SET PROBLEM 1 | In the baked bean thread, condense the paragraph that begins "I made some last week for a Teacher Appreciation luncheon" into a short bulleted list that keeps its main facts.

PASSAGE TO READ |

◆ ◆ ◆ ◆

# Dutch's Beans



## bassman (May 14, 2008)

I want to thank Dutch for the baked bean recipe.   I've never tasted any that even came close to those!  I didn't have a small can of pineapple, so used the whole 20 oz can.  Other than that, I didn't change a thing.  They were so good I made myself miserable by eating too much
	

	
	
		
		



		
			






 . 
	

	
	
		
		



		
		
	


	





I also want to thank everyone here who has tried them and posted the results.  I just needed some final convincing and it was worth making them.


----------



## chrome (May 14, 2008)

I made them for the first time Sunday too.
They are the best baked beans I have ever eaten!


----------



## roscoe dog (May 14, 2008)

I'm going to have to try some this weekend.


----------



## geek with fire (May 14, 2008)

Make sure you aren't confined in a small place afterward.  Them things are toot fuel!


----------



## 00buckshot69 (May 14, 2008)

Yea, I did these 2 weeks ago and I am doing another batch this week end.
 "THEY ARE THE BOMB"


----------



## shawnr5 (May 14, 2008)

I made some last week for a Teacher Appreciation luncheon at my youngest son's school and have received a steady stream of glowing compliments ever since. I make them any chance I get. There's always an excuse (reason) to fire up at least one of the smokers.


----------



## blacklab (May 14, 2008)

LOL Those beans are great! The most important thing I learned when making them Is don't expect left overs. I made 3 double batches at different gatherings and no leftovers 
	

	
	
		
		



		
		
	


	





  but great reveiws 
	

	
	
		
		



		
		
	


	





 . So now if I want left overs I just make a batch for the family.

◆ ◆ ◆ ◆

SET PROBLEM 2 | Copy the entries from their first line through the line that contains "[210,71,247,106]", and switch every "face mask" to "face covering" while keeping everything else the same. Leave the pictures out.

◆ ◆ ◆ ◆

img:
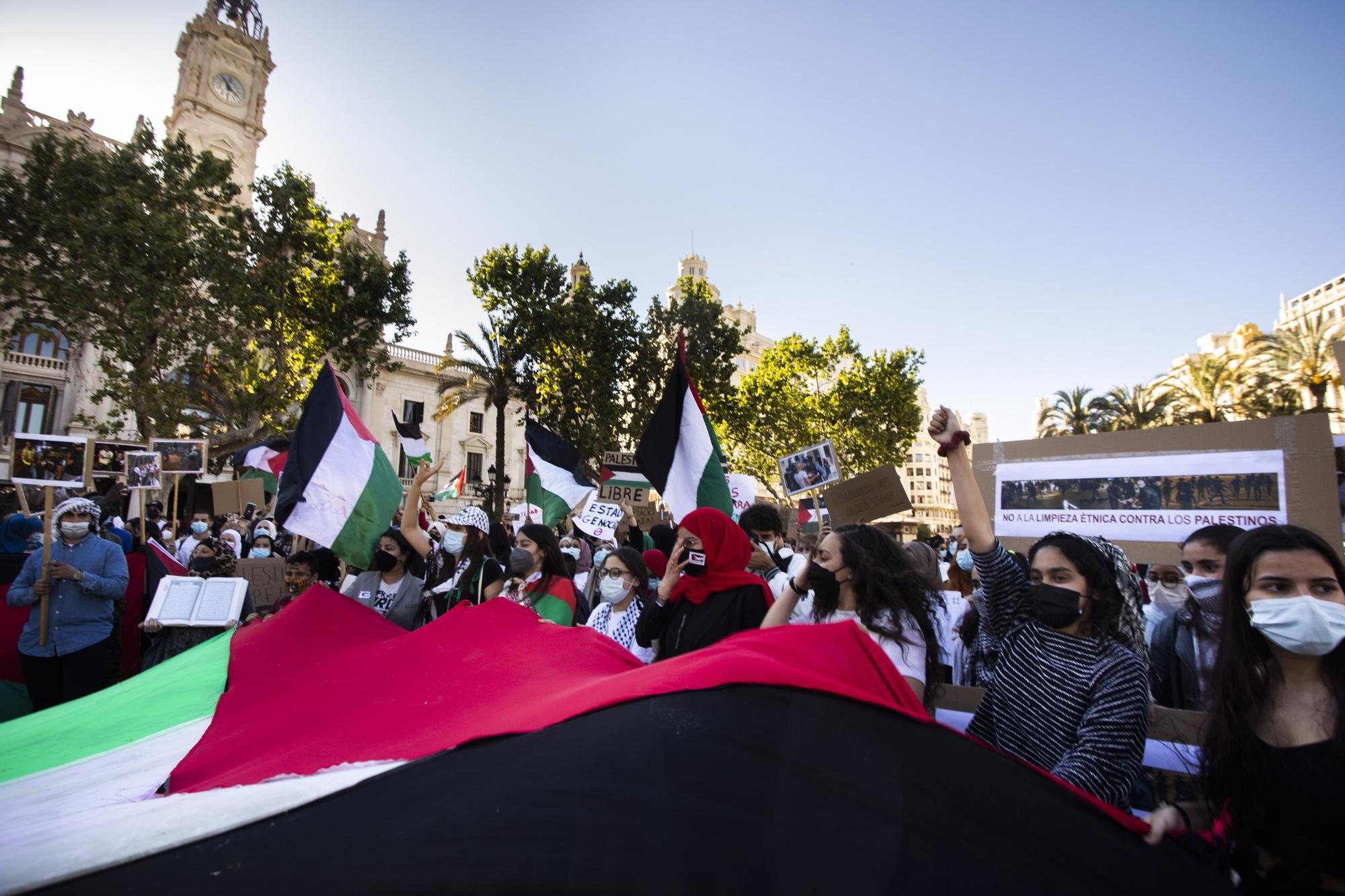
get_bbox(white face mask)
[1149,581,1186,614]
[599,576,631,604]
[61,524,89,541]
[1247,595,1345,657]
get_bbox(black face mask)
[508,548,533,576]
[808,563,841,604]
[1032,583,1083,628]
[374,548,397,572]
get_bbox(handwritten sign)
[234,557,285,607]
[822,464,911,528]
[574,497,624,541]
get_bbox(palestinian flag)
[389,410,434,470]
[523,419,593,526]
[635,333,733,521]
[429,467,467,501]
[0,587,1232,896]
[230,438,289,495]
[276,363,402,569]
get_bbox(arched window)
[9,323,70,360]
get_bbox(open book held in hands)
[145,576,247,628]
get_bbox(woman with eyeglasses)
[584,548,654,663]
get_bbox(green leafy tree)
[720,327,924,498]
[434,324,521,518]
[0,128,247,437]
[1037,386,1107,436]
[624,277,746,445]
[1099,383,1173,430]
[1250,313,1341,411]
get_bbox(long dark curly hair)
[1200,526,1345,860]
[812,525,944,712]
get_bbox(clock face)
[210,71,247,106]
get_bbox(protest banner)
[776,438,841,498]
[210,479,266,517]
[822,464,911,528]
[89,438,148,477]
[574,495,625,541]
[149,438,206,474]
[9,432,93,491]
[972,414,1341,564]
[725,474,756,522]
[597,450,650,505]
[234,557,285,610]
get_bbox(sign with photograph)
[91,438,148,477]
[777,438,841,498]
[972,414,1341,564]
[995,451,1289,544]
[9,432,90,491]
[126,451,163,489]
[149,438,206,474]
[822,464,911,529]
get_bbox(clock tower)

◆ ◆ ◆ ◆

CORRECT OUTPUT 1 |
- Made them last week for a Teacher Appreciation luncheon at my youngest son's school
- Have received a steady stream of glowing compliments since
- Make them any chance I get
- Always find a reason to fire up at least one of the smokers

CORRECT OUTPUT 2 |
img:
get_bbox(white face covering)
[1149,581,1186,614]
[599,576,631,604]
[61,524,89,541]
[1247,595,1345,657]
get_bbox(black face covering)
[508,548,533,576]
[808,563,841,604]
[1032,583,1083,628]
[374,548,397,572]
get_bbox(handwritten sign)
[234,557,285,607]
[822,464,911,528]
[574,497,624,541]
get_bbox(palestinian flag)
[389,410,434,470]
[523,419,593,526]
[635,333,733,521]
[429,467,467,501]
[0,587,1232,896]
[230,438,289,495]
[276,363,402,569]
get_bbox(arched window)
[9,323,70,360]
get_bbox(open book held in hands)
[145,576,247,628]
get_bbox(woman with eyeglasses)
[584,548,654,663]
get_bbox(green leafy tree)
[720,327,924,498]
[434,324,521,518]
[0,128,247,437]
[1037,386,1107,436]
[624,277,746,445]
[1099,383,1173,430]
[1250,313,1341,411]
get_bbox(long dark curly hair)
[1200,526,1345,860]
[812,525,944,712]
get_bbox(clock face)
[210,71,247,106]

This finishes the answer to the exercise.